**WHAT IS BEING ASKED**
Which lines of the entries below contain the string "power"? Copy each one.

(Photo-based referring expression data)
------------------------------------------------------------------------

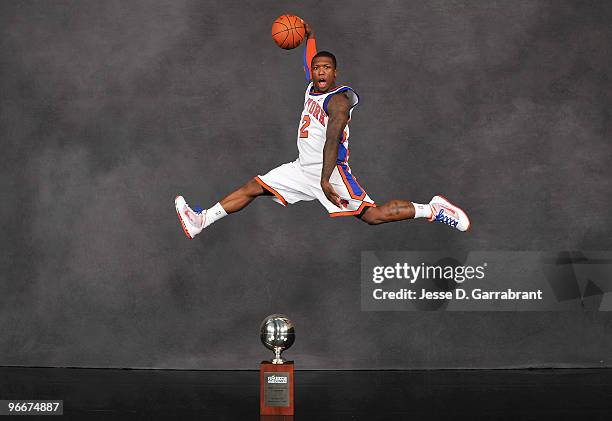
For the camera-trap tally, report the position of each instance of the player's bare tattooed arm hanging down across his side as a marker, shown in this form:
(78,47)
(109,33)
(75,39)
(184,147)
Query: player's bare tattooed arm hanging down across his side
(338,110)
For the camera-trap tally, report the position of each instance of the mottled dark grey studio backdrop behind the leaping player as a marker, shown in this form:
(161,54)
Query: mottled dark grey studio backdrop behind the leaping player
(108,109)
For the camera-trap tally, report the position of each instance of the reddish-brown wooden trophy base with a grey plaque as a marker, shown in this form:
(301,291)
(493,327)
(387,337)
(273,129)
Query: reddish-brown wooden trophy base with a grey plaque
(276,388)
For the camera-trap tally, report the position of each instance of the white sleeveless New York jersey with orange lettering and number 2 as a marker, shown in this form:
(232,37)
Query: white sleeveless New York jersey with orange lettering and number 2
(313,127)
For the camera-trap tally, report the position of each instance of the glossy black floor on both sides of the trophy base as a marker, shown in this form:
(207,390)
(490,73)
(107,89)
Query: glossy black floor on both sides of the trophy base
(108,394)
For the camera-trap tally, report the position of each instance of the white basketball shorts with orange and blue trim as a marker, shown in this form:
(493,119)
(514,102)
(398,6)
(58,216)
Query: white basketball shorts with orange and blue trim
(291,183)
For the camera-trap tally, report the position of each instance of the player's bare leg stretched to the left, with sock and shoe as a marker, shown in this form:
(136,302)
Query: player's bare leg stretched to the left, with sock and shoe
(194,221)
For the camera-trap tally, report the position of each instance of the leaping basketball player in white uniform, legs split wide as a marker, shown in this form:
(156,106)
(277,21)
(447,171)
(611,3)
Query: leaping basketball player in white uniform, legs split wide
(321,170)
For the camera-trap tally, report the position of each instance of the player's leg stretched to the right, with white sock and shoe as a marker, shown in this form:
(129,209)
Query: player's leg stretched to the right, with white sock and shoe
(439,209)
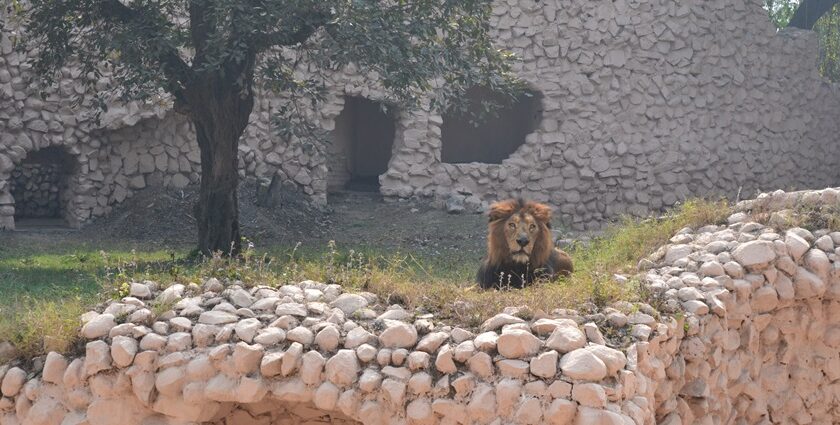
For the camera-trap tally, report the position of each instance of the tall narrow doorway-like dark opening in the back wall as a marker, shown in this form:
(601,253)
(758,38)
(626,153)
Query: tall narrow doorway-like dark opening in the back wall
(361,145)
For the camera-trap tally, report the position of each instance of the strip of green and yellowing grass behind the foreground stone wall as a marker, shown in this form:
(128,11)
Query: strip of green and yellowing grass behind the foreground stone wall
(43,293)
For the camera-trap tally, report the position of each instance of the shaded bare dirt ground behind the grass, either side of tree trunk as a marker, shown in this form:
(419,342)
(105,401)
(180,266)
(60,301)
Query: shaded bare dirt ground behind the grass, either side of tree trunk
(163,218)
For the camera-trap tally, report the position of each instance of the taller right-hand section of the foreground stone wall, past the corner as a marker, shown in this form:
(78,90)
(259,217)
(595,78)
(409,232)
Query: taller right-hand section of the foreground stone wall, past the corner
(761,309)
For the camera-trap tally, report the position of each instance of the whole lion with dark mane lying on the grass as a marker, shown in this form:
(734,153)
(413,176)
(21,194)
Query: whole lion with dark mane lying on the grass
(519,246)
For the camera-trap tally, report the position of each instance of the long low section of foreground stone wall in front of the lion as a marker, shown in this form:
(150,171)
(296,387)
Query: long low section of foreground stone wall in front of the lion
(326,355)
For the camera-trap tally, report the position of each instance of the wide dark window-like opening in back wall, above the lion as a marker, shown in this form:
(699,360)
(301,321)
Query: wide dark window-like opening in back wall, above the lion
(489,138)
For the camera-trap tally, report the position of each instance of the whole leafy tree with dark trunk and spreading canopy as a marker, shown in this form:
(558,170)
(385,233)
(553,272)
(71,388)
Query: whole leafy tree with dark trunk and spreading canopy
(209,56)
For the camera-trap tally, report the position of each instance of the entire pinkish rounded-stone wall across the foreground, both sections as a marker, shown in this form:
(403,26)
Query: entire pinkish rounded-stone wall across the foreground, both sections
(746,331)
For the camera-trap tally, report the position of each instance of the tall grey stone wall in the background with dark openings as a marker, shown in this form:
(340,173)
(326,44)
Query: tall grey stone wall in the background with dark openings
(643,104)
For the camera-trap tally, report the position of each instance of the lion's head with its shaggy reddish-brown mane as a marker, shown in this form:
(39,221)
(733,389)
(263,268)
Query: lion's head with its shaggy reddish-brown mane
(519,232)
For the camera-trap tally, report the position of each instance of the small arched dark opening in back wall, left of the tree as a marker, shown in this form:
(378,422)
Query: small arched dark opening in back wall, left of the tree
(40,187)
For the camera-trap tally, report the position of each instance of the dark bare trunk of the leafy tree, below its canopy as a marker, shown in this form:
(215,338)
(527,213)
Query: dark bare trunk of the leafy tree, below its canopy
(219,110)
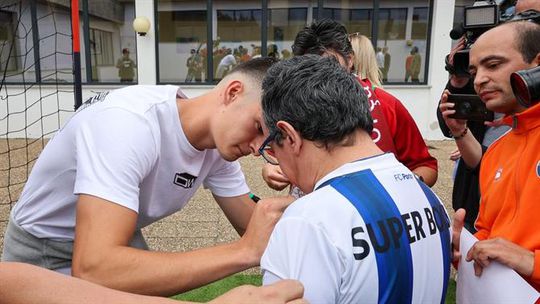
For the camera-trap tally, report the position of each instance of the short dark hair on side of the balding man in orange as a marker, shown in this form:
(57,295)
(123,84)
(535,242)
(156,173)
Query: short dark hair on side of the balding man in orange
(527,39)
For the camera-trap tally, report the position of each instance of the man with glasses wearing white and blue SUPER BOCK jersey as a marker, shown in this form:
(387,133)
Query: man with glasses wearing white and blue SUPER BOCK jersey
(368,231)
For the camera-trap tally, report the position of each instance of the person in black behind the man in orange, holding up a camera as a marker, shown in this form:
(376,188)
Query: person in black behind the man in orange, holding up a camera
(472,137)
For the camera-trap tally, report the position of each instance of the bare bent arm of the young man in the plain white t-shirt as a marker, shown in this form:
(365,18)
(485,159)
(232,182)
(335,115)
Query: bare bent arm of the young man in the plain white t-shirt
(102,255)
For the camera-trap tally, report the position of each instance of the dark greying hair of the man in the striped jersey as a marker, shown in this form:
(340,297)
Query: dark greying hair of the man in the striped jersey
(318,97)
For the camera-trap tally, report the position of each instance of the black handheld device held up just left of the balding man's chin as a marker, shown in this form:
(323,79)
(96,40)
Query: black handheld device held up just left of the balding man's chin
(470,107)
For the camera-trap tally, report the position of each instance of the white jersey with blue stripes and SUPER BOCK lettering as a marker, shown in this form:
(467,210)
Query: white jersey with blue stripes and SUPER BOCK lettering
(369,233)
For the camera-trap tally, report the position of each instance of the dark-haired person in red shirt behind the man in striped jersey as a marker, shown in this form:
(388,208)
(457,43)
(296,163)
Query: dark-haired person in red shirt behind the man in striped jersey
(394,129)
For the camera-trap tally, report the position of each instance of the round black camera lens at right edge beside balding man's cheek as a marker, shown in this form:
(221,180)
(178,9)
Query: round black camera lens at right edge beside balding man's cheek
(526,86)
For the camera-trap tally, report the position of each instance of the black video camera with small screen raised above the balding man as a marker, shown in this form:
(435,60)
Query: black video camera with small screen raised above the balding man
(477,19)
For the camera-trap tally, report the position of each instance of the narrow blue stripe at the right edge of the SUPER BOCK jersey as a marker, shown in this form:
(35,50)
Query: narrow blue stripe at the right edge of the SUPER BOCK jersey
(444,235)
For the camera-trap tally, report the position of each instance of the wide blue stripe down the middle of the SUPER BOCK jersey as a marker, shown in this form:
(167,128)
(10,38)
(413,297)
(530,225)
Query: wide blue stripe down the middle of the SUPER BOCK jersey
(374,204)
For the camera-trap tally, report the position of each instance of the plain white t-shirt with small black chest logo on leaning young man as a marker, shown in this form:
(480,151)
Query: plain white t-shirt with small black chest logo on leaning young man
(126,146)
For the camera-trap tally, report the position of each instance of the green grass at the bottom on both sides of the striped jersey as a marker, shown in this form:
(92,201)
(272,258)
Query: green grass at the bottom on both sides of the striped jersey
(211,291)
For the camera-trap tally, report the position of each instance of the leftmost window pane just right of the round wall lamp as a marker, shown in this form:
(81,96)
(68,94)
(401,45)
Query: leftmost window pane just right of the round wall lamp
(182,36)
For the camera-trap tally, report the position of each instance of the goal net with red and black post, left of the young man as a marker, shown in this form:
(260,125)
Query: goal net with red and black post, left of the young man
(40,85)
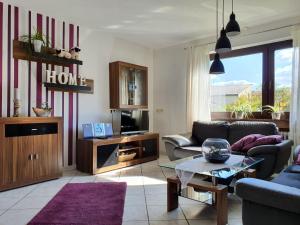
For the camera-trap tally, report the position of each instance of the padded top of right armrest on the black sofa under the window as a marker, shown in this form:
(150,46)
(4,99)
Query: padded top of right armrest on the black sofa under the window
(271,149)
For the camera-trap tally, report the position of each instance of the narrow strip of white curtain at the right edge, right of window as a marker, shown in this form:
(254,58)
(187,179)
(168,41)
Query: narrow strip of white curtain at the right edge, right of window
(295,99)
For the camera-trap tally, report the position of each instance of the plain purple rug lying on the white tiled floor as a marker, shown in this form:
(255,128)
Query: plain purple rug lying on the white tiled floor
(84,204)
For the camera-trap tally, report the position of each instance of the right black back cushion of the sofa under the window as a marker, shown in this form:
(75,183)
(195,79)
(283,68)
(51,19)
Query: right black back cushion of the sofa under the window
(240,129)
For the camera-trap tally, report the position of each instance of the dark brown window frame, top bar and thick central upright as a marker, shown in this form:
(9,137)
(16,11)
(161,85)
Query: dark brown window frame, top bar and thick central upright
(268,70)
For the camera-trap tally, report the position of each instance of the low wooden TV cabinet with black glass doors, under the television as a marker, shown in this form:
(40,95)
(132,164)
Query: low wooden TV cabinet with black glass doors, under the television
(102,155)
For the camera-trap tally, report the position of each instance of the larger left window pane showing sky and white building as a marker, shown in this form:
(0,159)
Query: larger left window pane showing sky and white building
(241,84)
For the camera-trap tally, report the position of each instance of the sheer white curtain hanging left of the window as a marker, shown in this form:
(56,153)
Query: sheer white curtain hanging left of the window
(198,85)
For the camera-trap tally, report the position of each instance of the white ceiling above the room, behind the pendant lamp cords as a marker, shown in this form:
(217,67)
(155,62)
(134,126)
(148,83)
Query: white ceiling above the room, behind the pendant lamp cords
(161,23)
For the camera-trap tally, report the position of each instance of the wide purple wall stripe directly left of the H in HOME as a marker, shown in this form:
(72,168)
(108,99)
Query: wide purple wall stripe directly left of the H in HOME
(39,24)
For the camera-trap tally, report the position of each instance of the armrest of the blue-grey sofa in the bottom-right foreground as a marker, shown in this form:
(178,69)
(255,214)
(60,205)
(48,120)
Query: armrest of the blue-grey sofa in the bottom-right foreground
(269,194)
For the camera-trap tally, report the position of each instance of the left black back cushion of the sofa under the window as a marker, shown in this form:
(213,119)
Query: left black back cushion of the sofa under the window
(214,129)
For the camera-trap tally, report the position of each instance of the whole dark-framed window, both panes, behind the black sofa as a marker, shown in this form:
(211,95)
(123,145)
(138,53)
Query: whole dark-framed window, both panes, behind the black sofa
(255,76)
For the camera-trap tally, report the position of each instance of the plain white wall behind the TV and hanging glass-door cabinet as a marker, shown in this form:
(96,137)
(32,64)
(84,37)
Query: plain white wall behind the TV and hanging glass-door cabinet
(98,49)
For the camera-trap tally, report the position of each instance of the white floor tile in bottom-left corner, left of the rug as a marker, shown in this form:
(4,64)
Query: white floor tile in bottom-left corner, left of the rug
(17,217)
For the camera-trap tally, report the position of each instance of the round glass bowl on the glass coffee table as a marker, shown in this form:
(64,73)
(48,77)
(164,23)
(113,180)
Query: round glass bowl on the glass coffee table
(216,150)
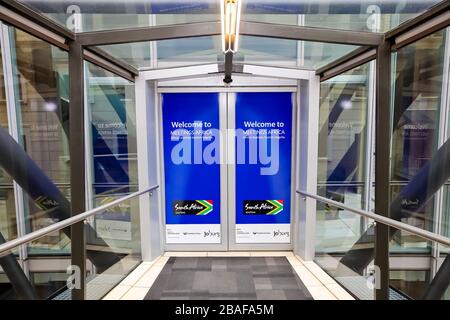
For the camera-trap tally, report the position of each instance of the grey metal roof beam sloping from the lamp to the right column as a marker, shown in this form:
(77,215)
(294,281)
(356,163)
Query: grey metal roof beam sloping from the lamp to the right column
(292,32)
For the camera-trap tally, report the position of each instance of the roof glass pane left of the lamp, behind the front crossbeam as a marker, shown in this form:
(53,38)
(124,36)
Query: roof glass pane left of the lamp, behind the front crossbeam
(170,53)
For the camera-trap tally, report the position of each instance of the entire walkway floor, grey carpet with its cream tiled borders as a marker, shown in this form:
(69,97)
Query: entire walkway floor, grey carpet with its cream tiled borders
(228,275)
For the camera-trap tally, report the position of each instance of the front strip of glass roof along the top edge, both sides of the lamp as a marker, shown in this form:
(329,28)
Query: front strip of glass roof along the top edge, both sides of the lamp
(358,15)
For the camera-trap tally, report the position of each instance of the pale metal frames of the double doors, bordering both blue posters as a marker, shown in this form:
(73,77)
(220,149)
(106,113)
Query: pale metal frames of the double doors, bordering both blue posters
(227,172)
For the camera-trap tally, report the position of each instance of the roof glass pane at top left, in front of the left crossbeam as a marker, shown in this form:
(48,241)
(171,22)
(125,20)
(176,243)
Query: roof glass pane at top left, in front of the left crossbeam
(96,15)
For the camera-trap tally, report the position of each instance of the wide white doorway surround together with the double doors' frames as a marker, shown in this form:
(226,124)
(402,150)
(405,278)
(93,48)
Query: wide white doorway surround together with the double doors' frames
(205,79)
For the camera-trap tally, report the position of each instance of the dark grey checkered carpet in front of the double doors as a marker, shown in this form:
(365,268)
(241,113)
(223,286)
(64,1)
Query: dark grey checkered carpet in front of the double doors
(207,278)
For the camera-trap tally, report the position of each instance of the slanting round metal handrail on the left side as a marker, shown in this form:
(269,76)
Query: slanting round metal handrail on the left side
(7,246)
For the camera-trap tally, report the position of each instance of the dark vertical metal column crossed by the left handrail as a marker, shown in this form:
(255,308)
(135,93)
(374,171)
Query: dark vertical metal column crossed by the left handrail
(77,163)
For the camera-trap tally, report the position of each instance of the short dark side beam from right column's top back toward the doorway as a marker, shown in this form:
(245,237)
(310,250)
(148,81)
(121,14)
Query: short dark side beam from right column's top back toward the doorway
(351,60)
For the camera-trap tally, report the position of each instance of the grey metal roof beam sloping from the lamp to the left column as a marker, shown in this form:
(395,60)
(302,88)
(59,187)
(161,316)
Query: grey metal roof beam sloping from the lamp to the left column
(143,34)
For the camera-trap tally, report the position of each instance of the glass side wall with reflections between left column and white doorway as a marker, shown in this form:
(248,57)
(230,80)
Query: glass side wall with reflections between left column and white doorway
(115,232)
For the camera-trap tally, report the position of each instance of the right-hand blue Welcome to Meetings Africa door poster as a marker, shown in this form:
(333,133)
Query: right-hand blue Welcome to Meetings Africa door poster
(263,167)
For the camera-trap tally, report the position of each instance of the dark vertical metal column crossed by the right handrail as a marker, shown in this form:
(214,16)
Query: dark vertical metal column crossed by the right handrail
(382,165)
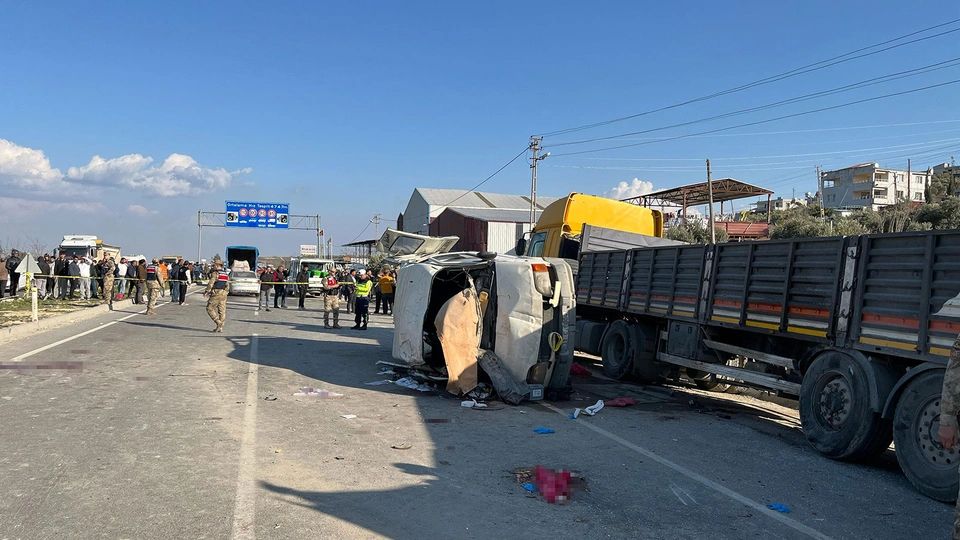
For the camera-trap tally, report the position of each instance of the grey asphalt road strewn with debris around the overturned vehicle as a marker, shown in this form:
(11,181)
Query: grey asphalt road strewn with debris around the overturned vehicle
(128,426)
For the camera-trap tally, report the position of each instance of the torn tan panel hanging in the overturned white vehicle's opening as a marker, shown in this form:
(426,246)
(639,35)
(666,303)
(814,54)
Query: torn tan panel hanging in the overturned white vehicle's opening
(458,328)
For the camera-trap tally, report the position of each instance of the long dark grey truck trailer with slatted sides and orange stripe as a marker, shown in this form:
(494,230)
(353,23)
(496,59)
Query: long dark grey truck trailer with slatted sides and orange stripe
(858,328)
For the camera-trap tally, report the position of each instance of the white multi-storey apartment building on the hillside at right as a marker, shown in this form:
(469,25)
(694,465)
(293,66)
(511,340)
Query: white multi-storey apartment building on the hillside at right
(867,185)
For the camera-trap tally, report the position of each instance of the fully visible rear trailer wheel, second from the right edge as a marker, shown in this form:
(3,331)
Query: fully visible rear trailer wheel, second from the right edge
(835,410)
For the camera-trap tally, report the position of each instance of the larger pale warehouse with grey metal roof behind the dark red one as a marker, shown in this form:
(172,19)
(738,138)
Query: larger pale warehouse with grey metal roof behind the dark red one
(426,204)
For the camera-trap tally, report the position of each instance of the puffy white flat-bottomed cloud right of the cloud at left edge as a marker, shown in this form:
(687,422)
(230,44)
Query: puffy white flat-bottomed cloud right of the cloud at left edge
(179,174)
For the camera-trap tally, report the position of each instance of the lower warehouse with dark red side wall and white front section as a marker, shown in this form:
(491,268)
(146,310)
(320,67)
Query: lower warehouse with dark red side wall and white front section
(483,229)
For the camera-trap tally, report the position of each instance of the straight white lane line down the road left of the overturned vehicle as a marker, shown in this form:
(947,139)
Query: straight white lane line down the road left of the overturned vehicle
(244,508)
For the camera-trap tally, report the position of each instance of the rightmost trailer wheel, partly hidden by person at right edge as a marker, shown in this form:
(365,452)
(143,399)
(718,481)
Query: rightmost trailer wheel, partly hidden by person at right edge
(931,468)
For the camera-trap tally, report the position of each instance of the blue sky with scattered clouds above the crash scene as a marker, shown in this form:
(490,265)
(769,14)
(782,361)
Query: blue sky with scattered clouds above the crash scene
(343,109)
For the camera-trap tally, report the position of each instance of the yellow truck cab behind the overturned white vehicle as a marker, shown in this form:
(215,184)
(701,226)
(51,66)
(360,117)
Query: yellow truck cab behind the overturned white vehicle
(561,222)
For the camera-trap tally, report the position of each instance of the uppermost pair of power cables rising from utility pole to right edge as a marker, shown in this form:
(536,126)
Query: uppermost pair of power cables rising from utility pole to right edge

------------------------------------------------------------------------

**ANSWER AREA**
For the camera-trap tally, report the position of each instance of the uppermost pair of power cables rising from utility pole to right edge as a marker, shown in this form:
Query: uppermost pair of power cables rising from utility pole to right edge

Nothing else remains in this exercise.